_TASK PROMPT_. Each line of the data below containing "collar" needs to be listed.

_SOURCE MATERIAL_.

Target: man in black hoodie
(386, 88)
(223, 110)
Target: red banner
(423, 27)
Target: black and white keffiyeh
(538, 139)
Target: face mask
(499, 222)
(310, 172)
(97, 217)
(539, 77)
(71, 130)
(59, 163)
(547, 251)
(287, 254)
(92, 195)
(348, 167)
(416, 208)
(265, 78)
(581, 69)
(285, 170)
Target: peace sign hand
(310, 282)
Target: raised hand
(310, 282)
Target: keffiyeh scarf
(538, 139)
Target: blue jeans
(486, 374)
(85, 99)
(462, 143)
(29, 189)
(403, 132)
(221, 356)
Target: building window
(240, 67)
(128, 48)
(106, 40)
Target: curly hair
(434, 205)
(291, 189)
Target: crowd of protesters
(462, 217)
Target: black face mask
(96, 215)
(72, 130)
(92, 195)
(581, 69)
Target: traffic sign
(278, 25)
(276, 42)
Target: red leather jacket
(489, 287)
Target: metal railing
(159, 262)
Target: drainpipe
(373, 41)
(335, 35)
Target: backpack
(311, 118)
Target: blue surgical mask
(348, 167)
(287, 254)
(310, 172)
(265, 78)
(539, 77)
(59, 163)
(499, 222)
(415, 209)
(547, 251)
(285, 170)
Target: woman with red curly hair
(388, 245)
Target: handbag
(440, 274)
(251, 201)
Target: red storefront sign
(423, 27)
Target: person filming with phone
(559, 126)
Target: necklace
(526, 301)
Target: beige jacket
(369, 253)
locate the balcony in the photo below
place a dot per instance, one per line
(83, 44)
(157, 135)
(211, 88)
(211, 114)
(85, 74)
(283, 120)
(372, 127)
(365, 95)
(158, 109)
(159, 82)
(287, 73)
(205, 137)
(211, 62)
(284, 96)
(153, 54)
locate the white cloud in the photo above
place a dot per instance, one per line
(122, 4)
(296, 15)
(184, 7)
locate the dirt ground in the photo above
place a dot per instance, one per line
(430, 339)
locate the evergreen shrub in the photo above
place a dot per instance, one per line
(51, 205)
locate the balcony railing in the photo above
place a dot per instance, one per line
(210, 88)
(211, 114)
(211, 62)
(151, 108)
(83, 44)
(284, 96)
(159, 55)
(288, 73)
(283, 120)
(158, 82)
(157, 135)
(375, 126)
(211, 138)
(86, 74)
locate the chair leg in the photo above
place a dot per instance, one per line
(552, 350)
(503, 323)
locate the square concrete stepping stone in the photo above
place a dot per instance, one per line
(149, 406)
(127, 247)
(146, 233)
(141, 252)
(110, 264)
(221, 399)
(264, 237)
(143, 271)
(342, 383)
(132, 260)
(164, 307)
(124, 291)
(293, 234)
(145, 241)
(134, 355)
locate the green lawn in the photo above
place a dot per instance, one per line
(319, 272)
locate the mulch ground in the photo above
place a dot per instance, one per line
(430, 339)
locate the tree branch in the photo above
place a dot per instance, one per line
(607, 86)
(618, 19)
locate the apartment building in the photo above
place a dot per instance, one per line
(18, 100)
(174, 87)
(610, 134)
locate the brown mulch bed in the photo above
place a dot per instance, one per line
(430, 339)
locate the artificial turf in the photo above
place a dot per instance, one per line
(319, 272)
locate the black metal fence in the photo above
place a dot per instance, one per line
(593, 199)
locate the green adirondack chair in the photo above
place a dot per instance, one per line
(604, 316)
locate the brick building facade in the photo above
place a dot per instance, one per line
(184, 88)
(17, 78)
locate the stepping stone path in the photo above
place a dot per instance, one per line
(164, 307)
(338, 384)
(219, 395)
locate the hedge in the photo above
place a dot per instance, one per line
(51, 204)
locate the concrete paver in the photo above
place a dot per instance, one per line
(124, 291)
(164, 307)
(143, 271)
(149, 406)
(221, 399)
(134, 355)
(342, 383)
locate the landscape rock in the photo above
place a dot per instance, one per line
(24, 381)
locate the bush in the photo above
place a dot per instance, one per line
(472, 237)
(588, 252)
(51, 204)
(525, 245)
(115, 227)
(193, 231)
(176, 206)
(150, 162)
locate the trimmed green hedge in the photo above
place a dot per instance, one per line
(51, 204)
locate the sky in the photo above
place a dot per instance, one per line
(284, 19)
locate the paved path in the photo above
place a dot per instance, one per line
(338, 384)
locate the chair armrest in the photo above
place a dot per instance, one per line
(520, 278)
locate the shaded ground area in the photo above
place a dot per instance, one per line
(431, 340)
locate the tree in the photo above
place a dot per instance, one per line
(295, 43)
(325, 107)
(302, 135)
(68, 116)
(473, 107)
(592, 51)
==
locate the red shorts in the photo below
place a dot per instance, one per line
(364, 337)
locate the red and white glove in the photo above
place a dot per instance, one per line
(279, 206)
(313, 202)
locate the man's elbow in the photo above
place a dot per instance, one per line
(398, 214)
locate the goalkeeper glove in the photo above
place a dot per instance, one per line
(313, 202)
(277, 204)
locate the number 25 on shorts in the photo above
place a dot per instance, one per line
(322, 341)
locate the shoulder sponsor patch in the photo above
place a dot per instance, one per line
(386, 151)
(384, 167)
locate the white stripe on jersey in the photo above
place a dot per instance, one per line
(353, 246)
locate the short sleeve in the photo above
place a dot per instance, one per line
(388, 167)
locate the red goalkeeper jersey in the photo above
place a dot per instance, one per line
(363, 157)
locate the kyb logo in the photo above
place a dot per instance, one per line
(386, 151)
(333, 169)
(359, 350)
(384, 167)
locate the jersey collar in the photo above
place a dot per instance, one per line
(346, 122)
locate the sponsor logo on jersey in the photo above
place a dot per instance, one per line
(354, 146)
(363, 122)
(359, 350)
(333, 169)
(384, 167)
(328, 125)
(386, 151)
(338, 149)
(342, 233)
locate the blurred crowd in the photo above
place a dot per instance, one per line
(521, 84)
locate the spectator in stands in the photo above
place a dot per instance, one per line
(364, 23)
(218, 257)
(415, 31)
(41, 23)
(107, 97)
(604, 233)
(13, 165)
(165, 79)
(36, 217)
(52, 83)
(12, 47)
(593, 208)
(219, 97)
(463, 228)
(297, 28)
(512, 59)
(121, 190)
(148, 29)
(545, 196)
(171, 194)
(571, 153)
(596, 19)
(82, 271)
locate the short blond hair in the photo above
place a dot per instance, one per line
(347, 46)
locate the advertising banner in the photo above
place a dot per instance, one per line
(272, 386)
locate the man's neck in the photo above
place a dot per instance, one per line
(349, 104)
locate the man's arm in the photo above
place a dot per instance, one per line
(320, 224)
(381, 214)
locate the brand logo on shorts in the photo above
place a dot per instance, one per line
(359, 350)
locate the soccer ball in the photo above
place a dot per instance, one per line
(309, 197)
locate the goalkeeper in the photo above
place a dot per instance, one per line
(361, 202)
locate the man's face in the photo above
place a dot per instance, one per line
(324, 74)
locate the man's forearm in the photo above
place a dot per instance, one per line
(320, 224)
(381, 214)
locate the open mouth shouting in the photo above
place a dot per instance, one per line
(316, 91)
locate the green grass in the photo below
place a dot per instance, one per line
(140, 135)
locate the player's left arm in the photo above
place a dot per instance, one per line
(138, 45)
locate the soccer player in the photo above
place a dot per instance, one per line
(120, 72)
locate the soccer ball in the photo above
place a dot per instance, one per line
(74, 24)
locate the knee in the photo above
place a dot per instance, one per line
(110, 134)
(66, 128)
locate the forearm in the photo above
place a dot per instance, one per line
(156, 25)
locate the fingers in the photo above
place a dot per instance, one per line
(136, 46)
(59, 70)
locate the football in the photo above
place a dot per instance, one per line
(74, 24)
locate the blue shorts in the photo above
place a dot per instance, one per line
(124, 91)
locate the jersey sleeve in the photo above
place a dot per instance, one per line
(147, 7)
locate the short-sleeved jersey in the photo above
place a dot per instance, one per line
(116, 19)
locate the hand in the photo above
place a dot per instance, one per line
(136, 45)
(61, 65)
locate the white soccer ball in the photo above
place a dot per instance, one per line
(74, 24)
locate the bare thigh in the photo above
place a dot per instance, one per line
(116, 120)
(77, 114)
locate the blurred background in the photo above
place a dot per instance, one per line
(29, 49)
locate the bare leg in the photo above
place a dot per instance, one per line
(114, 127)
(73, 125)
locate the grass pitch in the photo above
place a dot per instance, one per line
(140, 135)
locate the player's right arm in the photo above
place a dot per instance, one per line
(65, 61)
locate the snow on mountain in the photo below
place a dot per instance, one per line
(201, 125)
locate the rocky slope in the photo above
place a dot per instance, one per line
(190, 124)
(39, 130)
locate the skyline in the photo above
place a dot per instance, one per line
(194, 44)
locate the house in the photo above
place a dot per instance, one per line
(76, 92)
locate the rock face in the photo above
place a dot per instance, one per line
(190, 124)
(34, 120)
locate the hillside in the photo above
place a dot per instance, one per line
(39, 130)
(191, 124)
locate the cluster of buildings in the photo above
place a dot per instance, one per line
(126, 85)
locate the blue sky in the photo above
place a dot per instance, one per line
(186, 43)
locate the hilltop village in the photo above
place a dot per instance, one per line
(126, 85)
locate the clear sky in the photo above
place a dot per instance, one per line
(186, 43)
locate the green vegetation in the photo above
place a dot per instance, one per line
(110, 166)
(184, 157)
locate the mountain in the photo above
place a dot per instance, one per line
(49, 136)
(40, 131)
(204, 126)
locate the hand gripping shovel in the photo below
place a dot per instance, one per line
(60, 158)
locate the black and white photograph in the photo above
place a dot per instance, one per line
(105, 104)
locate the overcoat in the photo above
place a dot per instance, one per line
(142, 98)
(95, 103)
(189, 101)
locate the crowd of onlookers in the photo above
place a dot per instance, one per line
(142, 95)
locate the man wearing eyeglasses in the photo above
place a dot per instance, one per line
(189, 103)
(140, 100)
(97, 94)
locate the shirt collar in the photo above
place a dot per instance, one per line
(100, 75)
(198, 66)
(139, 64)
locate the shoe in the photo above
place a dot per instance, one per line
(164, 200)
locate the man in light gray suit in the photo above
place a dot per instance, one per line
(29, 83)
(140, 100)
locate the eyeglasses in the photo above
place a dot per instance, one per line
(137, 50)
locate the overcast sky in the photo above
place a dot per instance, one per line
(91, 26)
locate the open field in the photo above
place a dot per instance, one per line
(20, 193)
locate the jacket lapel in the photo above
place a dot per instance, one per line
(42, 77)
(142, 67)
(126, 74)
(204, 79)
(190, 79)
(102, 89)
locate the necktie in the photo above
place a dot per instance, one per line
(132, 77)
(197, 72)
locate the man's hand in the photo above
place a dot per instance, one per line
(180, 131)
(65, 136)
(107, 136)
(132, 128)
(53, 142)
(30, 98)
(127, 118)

_ANSWER SECTION_.
locate the jersey collar in the photo above
locate the shirt collar in the photo above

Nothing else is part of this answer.